Do this →
Reproduce the listing below with "instance" swapped for "object" wherever it occurs and everything else unchanged. Omit the pictures from your answer.

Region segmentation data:
════════════════
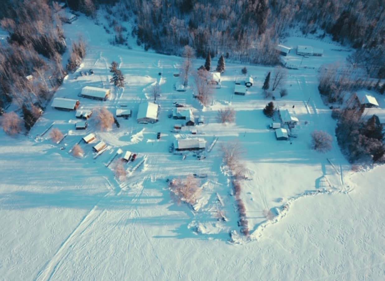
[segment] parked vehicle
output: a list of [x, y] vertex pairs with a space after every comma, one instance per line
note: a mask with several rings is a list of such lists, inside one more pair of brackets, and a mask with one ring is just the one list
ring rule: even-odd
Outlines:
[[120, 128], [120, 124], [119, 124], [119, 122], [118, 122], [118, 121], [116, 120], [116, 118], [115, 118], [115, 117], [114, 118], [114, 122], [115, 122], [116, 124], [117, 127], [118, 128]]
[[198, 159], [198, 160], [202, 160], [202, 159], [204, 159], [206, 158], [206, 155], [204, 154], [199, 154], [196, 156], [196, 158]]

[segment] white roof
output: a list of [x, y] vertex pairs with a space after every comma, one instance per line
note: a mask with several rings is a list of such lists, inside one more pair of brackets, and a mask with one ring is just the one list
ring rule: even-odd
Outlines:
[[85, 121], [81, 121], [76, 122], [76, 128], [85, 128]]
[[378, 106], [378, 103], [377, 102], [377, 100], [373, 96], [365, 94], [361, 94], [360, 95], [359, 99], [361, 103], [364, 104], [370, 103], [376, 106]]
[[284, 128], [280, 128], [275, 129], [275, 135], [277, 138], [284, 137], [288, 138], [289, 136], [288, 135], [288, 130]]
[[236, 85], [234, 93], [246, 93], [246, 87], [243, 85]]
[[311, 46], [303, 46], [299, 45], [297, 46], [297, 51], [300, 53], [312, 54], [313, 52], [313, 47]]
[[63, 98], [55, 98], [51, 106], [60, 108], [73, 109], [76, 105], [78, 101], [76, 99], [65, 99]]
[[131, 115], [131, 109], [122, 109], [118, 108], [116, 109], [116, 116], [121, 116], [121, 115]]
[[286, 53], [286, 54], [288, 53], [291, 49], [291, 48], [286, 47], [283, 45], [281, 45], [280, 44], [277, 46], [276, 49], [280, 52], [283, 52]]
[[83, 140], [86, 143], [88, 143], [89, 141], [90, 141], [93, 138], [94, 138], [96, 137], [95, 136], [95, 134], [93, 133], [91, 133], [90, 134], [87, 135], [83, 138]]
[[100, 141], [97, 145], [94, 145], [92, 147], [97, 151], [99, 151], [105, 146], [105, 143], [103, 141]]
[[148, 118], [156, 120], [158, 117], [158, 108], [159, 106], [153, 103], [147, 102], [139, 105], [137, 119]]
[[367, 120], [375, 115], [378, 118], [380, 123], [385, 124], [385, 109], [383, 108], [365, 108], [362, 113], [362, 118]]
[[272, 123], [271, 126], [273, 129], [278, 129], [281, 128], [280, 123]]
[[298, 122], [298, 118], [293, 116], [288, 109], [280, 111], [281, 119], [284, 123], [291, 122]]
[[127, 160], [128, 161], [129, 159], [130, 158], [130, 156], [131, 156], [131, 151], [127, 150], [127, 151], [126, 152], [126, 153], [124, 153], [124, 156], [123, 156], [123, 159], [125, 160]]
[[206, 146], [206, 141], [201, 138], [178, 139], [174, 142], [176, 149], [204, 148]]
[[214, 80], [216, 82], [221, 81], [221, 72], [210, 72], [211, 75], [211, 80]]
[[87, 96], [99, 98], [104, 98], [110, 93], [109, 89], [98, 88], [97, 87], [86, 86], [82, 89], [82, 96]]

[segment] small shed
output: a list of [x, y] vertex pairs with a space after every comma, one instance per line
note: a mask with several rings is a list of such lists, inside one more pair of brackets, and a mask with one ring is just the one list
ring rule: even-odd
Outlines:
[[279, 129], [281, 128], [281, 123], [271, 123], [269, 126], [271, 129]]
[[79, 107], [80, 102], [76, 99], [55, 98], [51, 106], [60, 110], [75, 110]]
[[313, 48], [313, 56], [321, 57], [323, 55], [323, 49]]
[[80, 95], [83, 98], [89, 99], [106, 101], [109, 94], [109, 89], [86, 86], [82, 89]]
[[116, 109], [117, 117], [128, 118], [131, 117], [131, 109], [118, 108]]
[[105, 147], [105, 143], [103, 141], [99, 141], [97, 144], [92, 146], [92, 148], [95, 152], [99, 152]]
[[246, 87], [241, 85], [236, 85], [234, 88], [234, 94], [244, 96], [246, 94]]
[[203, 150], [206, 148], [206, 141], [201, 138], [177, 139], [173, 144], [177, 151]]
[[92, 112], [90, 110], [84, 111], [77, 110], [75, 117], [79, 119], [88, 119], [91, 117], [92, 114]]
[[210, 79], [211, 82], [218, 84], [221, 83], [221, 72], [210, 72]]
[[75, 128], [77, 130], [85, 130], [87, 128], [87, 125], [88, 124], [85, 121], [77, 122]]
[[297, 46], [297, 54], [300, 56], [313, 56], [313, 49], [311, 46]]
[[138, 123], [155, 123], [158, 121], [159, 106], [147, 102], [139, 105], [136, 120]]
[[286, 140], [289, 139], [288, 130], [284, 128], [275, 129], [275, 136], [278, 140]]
════════════════
Reply to the task →
[segment] parked vehicle
output: a list of [x, y] vertex pairs with a space after every comma, one object per line
note: a mask with several rings is a list of such lists, inside one more pair of brackets, and a mask with one ring is just the one list
ring rule: even-odd
Outlines:
[[120, 128], [120, 124], [119, 124], [119, 122], [118, 122], [118, 121], [116, 120], [116, 118], [115, 118], [115, 117], [114, 118], [114, 122], [115, 122], [116, 124], [117, 127], [118, 128]]
[[198, 159], [198, 160], [202, 160], [202, 159], [204, 159], [206, 158], [206, 155], [204, 154], [199, 154], [196, 156], [196, 158]]

[segment] white roof
output: a list of [x, y] vertex pairs with a space after every comma, one object per line
note: a mask with several rings is a list of such lists, inside one more pair of brackets, and a mask with one ring is just the one list
ring rule: even-odd
Outlines:
[[85, 121], [81, 121], [76, 122], [76, 128], [85, 128]]
[[378, 106], [378, 103], [377, 102], [377, 100], [373, 96], [365, 94], [361, 94], [360, 95], [359, 99], [361, 103], [364, 104], [370, 103], [376, 106]]
[[284, 128], [280, 128], [275, 129], [275, 135], [277, 138], [284, 137], [288, 138], [289, 136], [288, 135], [288, 130]]
[[236, 85], [234, 93], [246, 93], [246, 87], [243, 85]]
[[311, 46], [303, 46], [299, 45], [297, 46], [297, 51], [300, 53], [312, 54], [313, 52], [313, 47]]
[[63, 98], [55, 98], [51, 106], [60, 108], [73, 109], [76, 105], [78, 101], [76, 99], [65, 99]]
[[131, 115], [131, 109], [122, 109], [118, 108], [116, 109], [116, 116], [121, 116], [121, 115]]
[[286, 53], [286, 54], [288, 53], [291, 49], [291, 48], [286, 47], [283, 45], [281, 45], [280, 44], [277, 46], [276, 49], [280, 52], [283, 52]]
[[83, 140], [86, 143], [88, 143], [89, 141], [90, 141], [93, 138], [94, 138], [96, 137], [95, 136], [95, 134], [93, 133], [91, 133], [90, 134], [87, 135], [83, 138]]
[[100, 141], [97, 145], [94, 145], [92, 147], [97, 151], [99, 151], [105, 146], [105, 143], [103, 141]]
[[148, 118], [156, 120], [158, 117], [158, 108], [159, 106], [153, 103], [147, 102], [139, 105], [137, 119]]
[[367, 120], [375, 115], [378, 118], [380, 123], [385, 124], [385, 109], [383, 108], [365, 108], [362, 113], [362, 118]]
[[272, 123], [271, 126], [273, 129], [278, 129], [281, 128], [280, 123]]
[[298, 122], [298, 118], [293, 116], [288, 109], [280, 111], [281, 119], [284, 123], [291, 122]]
[[127, 160], [128, 161], [129, 159], [130, 158], [130, 156], [131, 156], [131, 151], [127, 150], [127, 151], [126, 152], [126, 153], [124, 153], [124, 156], [123, 156], [123, 159], [125, 160]]
[[206, 146], [206, 141], [201, 138], [178, 139], [174, 142], [176, 149], [204, 148]]
[[214, 80], [216, 82], [221, 81], [221, 72], [210, 72], [211, 75], [211, 80]]
[[87, 96], [99, 98], [104, 98], [110, 93], [109, 89], [98, 88], [97, 87], [86, 86], [82, 89], [82, 96]]

[segment] small shed
output: a list of [x, y] vertex pairs with a space after every comma, one object per line
note: a mask with several rings is a list of such lists, inside one more pair of brackets, and a mask with one ring is just the one list
ring rule: even-odd
Outlines:
[[279, 129], [281, 128], [281, 123], [271, 123], [269, 126], [271, 129]]
[[79, 107], [80, 102], [76, 99], [55, 98], [51, 106], [60, 110], [75, 110]]
[[313, 48], [313, 56], [321, 57], [323, 55], [323, 49]]
[[80, 95], [83, 98], [89, 99], [106, 101], [109, 94], [109, 89], [86, 86], [82, 89]]
[[116, 109], [117, 117], [128, 118], [131, 117], [131, 109], [118, 108]]
[[105, 147], [105, 143], [103, 141], [99, 141], [97, 144], [92, 146], [92, 148], [95, 152], [99, 152]]
[[246, 87], [241, 85], [236, 85], [234, 88], [234, 94], [244, 96], [246, 94]]
[[203, 150], [206, 148], [206, 141], [201, 138], [177, 139], [173, 144], [177, 151]]
[[92, 112], [90, 110], [84, 111], [77, 110], [75, 117], [79, 119], [88, 119], [91, 117], [92, 114]]
[[210, 79], [211, 82], [218, 84], [221, 83], [221, 72], [210, 72]]
[[75, 128], [77, 130], [85, 130], [87, 128], [87, 125], [88, 124], [85, 121], [77, 122]]
[[297, 46], [297, 54], [300, 56], [313, 56], [313, 49], [311, 46]]
[[138, 123], [155, 123], [158, 121], [159, 106], [147, 102], [139, 105], [136, 120]]
[[286, 140], [289, 139], [288, 130], [284, 128], [275, 129], [275, 136], [278, 140]]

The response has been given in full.